> [WRITTEN TASK]:
Extract every line of the items below that contains the string "camouflage".

Contour labeling items:
####

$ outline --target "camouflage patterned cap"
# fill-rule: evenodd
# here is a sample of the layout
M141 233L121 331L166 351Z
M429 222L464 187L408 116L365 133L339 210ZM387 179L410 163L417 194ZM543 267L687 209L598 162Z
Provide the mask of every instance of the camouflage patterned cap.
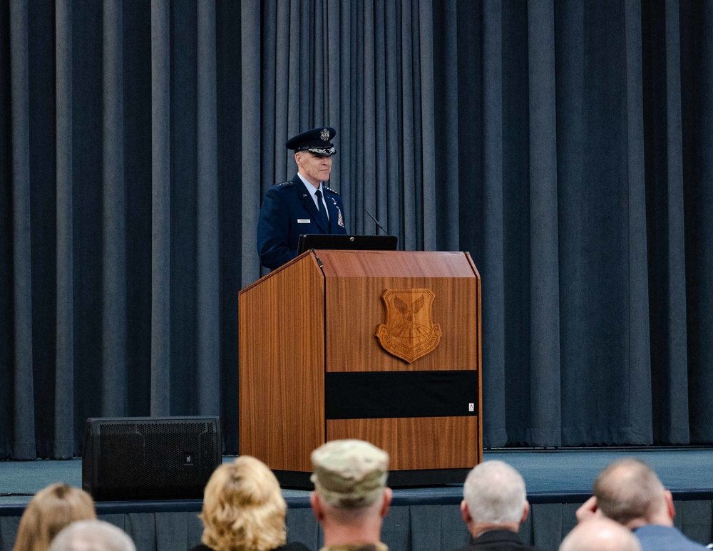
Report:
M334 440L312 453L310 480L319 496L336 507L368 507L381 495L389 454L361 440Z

####

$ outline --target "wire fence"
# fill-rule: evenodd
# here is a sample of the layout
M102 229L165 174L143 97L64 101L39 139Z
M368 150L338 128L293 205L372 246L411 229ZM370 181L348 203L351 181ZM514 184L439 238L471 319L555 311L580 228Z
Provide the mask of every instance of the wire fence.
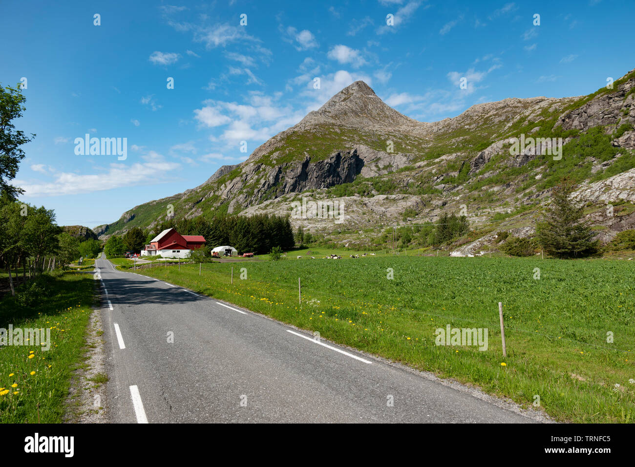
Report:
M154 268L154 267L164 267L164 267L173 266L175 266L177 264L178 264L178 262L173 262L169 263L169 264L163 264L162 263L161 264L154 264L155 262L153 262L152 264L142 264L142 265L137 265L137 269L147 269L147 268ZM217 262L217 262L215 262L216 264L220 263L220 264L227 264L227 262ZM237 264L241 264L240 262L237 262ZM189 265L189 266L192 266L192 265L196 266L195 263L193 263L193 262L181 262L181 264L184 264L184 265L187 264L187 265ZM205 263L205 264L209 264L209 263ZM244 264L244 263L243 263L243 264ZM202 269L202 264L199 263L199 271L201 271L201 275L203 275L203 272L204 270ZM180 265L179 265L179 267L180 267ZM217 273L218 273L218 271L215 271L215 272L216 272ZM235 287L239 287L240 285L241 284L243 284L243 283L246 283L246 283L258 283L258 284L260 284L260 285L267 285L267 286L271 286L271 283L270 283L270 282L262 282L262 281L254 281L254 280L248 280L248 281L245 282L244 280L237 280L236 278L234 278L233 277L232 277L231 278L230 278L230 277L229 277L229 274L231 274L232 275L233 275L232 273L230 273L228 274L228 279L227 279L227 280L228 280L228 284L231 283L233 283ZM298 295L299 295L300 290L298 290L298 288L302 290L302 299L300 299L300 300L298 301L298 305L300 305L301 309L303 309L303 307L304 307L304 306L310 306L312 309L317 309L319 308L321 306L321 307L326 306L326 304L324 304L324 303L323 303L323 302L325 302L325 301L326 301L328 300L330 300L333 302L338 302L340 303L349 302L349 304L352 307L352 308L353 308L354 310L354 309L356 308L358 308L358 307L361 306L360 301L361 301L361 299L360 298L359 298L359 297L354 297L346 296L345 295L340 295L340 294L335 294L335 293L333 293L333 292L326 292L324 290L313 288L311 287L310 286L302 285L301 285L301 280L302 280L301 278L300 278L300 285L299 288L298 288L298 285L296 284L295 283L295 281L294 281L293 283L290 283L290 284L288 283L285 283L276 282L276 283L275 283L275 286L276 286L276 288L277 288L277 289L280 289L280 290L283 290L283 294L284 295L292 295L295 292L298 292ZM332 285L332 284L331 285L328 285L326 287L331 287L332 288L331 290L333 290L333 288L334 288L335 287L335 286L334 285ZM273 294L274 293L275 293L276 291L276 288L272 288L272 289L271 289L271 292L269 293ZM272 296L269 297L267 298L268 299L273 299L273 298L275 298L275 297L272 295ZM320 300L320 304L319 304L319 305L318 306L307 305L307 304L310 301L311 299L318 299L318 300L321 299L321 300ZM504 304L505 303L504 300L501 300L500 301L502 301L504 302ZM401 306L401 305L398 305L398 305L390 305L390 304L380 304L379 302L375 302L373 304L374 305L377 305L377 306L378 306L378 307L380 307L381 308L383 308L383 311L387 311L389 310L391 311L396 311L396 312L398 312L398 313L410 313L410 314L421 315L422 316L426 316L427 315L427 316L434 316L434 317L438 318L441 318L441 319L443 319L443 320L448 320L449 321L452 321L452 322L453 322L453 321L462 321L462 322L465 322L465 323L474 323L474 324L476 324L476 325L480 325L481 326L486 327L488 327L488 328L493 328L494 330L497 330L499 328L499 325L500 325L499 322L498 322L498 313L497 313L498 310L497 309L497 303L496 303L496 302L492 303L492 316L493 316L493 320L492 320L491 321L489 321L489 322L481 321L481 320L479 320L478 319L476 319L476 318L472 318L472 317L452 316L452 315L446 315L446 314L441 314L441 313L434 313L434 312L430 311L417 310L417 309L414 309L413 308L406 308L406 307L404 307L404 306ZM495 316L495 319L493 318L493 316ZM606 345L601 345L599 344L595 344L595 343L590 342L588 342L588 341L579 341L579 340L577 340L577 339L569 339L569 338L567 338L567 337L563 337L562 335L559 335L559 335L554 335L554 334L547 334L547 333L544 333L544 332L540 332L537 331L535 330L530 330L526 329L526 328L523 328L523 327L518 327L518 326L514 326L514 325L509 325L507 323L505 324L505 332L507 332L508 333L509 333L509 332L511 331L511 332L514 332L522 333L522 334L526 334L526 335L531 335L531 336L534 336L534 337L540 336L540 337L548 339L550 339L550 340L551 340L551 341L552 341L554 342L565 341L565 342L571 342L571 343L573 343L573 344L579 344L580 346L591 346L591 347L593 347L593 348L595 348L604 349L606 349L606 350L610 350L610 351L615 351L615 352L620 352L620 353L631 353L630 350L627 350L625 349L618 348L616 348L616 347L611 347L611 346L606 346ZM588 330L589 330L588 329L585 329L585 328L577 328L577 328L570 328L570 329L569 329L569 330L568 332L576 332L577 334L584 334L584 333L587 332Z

####

> [WRITTEN SOLUTION]:
$ outline --target "camouflage patterned cap"
Provide the mask of every instance of the camouflage patterned cap.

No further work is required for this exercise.